**DIRECTIONS**
Could you format everything from the line containing "Would it be possible for you to find the orange" down to the end of the records as a numbered list, leaving out any blank lines?

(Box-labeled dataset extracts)
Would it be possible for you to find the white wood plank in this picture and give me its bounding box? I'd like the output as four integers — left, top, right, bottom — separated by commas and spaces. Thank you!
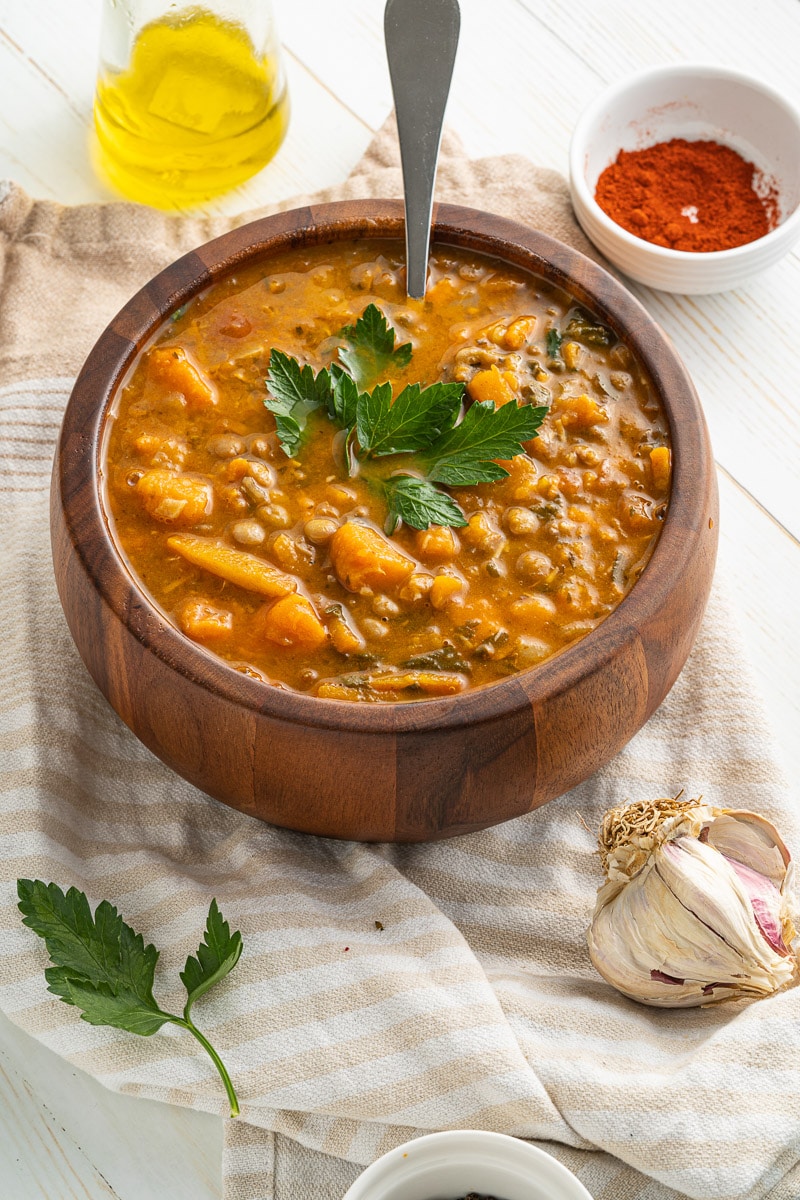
527, 0, 800, 102
0, 1013, 222, 1200
718, 473, 800, 787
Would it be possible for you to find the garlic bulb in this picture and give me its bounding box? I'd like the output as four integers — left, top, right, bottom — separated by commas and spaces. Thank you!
588, 798, 798, 1008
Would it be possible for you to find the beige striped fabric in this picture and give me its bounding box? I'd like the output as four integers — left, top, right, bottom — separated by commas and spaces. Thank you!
0, 126, 800, 1200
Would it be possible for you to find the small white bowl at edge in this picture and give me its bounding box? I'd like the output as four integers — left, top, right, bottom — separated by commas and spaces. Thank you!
344, 1129, 591, 1200
570, 65, 800, 294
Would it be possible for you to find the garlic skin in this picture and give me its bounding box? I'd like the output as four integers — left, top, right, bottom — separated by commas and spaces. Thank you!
588, 798, 798, 1008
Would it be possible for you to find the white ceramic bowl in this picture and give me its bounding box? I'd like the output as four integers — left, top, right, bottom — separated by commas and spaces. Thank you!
570, 65, 800, 294
344, 1129, 591, 1200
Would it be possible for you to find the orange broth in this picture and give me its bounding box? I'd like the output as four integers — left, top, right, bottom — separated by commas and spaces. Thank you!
104, 241, 670, 702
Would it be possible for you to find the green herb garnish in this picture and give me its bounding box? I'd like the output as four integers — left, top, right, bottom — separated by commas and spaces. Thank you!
264, 350, 332, 458
402, 642, 473, 674
357, 383, 464, 458
564, 312, 616, 346
339, 304, 411, 386
17, 880, 242, 1117
265, 305, 547, 533
546, 329, 564, 359
383, 475, 467, 534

**THE ANSWER**
1. Would it be possible for you to find the orange broth in this picture and give me its bounding box? I'd like the output as four integers — left, top, right, bottom — separated by commas and spaces. Thank you!
2. 104, 241, 670, 702
3. Would it be possible for you to find the green herb garnish in this picture and give me its bounding box? I'd like the output as four integers — left, top, right, bottom — separated by commas and spaces. Thank you!
4. 264, 350, 332, 458
5. 402, 642, 473, 674
6. 357, 383, 464, 458
7. 564, 312, 616, 346
8. 339, 304, 411, 386
9. 17, 880, 242, 1117
10. 265, 305, 547, 533
11. 546, 329, 564, 359
12. 383, 475, 467, 534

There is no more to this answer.